EXERCISE TASK:
Repeat word for word the stretch of the listing from the line containing "Task: locate the doormat" through the line containing "355;219;437;377", including both of those lines.

--- DATASET ENTRIES ---

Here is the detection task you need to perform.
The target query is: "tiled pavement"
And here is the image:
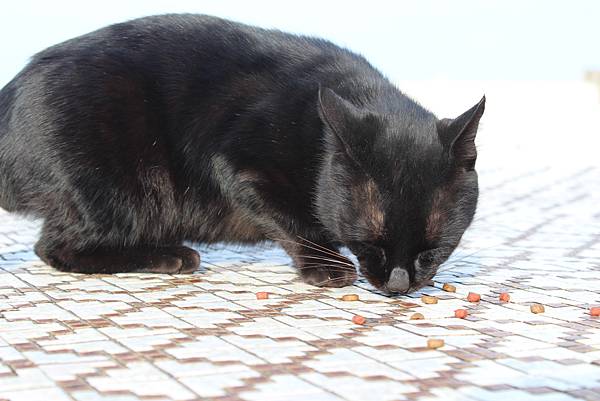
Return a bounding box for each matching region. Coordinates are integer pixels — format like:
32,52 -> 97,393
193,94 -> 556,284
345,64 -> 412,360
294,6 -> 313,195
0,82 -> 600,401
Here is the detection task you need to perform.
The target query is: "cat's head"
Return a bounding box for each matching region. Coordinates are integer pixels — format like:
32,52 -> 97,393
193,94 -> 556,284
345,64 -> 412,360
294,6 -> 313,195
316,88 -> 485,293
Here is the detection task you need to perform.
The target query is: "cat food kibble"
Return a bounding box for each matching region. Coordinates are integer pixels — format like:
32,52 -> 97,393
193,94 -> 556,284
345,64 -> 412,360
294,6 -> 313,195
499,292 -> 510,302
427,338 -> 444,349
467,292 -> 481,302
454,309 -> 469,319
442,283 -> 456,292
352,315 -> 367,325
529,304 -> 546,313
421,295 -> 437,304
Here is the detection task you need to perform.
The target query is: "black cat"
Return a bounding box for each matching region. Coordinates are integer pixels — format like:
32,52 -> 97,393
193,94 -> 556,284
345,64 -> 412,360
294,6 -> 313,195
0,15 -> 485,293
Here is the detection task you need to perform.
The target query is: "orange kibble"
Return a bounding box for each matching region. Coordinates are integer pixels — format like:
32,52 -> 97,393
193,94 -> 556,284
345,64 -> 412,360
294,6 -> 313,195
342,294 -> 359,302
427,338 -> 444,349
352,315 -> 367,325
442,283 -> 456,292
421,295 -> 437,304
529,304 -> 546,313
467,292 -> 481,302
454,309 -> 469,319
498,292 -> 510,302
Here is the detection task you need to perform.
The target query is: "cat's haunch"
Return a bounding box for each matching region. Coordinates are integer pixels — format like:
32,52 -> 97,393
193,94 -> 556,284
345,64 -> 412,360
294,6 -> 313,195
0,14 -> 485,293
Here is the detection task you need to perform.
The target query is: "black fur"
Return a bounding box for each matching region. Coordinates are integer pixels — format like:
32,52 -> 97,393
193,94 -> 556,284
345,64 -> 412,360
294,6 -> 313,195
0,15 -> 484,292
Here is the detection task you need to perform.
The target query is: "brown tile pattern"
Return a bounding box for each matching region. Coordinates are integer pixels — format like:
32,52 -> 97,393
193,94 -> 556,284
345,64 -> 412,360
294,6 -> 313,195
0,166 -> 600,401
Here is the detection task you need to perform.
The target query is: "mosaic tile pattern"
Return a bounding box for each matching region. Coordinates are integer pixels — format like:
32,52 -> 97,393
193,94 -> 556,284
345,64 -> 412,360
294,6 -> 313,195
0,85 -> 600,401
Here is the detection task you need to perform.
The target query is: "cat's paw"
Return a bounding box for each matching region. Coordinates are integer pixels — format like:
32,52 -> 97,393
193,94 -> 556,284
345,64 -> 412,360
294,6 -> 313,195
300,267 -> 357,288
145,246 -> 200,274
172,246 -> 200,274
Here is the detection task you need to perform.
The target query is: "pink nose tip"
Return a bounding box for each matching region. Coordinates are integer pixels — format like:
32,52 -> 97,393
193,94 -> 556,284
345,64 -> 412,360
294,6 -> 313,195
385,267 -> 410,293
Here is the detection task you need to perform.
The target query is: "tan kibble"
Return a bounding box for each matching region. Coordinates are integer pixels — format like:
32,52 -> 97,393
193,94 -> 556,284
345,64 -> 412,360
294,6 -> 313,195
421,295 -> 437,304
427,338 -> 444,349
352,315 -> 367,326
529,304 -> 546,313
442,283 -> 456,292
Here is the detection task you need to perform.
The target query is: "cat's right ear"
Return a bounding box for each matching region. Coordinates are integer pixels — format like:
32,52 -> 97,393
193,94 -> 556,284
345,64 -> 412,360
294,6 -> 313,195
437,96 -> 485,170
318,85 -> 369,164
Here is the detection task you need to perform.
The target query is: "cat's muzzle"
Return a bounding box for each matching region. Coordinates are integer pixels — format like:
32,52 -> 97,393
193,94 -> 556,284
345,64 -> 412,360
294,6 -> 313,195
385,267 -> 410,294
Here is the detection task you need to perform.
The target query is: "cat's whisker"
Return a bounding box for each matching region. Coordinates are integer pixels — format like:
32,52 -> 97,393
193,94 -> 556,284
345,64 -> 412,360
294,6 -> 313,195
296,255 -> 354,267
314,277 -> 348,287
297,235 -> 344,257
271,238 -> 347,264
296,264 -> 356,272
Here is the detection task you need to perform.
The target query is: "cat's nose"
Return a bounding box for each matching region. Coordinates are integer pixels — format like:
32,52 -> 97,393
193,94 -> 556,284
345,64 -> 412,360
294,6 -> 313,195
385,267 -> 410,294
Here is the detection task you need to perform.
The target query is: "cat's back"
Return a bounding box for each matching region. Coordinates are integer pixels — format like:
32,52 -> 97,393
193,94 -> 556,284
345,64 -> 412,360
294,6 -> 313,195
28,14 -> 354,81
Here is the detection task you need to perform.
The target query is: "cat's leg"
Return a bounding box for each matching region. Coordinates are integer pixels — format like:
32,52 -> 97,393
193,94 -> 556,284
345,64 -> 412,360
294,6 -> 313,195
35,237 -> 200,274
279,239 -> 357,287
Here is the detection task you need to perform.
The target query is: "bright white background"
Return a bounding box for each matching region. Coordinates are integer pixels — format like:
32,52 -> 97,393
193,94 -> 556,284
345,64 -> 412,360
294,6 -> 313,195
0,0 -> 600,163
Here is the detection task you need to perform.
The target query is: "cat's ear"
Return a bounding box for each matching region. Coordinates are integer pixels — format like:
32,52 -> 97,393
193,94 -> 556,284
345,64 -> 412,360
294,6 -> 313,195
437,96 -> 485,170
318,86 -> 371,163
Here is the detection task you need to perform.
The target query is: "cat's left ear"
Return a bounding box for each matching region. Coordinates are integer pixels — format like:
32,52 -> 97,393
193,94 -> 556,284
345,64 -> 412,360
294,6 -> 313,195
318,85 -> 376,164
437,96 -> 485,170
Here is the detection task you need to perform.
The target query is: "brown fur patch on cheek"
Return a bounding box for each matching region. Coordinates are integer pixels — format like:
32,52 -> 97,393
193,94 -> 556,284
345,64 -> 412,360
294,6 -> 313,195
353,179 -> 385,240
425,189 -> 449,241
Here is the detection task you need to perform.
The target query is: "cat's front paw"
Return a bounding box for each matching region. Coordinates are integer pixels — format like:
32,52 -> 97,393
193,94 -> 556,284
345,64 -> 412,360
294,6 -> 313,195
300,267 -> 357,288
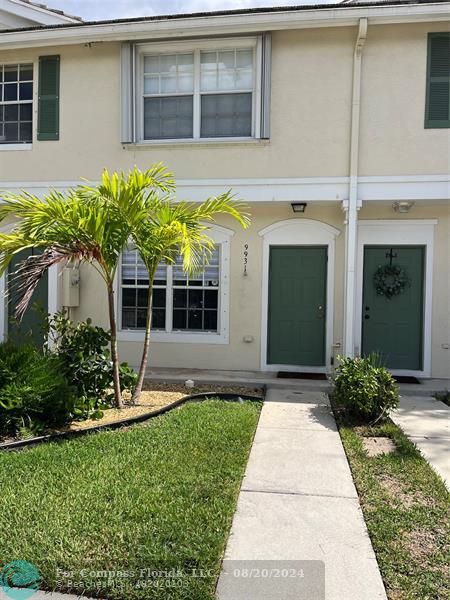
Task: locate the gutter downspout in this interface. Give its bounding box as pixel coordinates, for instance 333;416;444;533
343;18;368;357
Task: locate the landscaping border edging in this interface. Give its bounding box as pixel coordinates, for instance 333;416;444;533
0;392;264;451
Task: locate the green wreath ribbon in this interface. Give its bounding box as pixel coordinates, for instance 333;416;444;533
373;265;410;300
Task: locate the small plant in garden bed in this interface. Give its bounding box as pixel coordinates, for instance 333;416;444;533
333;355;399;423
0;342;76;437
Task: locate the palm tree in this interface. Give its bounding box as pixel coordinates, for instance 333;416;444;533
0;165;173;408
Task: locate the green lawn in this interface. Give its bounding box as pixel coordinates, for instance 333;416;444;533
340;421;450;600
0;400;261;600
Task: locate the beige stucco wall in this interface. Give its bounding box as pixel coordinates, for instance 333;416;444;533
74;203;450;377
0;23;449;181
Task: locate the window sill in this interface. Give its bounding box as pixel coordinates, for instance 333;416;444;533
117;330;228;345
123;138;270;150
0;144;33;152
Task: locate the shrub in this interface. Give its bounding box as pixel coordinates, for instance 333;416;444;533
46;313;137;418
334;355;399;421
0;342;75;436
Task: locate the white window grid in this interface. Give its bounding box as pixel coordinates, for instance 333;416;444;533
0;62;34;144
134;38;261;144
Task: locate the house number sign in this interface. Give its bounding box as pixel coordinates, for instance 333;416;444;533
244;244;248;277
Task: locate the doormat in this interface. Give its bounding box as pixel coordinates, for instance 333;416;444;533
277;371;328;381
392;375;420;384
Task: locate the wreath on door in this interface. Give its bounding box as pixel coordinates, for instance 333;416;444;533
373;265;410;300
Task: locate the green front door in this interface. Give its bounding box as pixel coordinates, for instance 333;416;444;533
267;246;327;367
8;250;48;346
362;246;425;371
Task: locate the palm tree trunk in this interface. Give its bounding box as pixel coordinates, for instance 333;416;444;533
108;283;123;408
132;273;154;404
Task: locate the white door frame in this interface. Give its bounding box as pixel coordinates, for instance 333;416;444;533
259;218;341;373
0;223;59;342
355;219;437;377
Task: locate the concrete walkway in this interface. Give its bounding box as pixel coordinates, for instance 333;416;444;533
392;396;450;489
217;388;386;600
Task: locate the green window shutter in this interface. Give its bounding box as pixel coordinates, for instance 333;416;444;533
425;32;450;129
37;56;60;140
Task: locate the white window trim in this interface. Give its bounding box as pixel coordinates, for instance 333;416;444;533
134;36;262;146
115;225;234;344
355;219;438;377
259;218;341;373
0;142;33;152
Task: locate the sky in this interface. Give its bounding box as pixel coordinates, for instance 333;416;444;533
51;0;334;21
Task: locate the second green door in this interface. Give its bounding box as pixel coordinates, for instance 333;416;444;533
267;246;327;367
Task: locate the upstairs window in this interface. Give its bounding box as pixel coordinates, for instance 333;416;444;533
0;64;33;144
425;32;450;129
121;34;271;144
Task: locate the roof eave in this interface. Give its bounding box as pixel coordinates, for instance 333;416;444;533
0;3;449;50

---

EXPECTED OUTPUT:
Task: locate the doormat in this interface. Give its bounding box as pixel coordinates, for instance 333;416;444;533
277;371;328;381
392;375;420;384
Task: locate the wreath on door in this interface. Give its bounding box as pixel coordinates, for instance 333;416;444;533
373;265;410;300
Task: locate the green front door in this interface. Give its bounding box as pixel coordinates, for instance 333;416;444;533
267;246;327;367
8;250;48;346
362;246;425;371
Task: locate the palm tree trunk in this interface. Give its bounding box as pixel coordinates, for instance 333;416;444;533
108;283;123;408
132;273;154;404
Task: locate the white door frame in this interface. Give its bounding box as pixel coordinates, for instance 333;416;444;533
259;218;341;373
0;223;59;342
355;219;437;377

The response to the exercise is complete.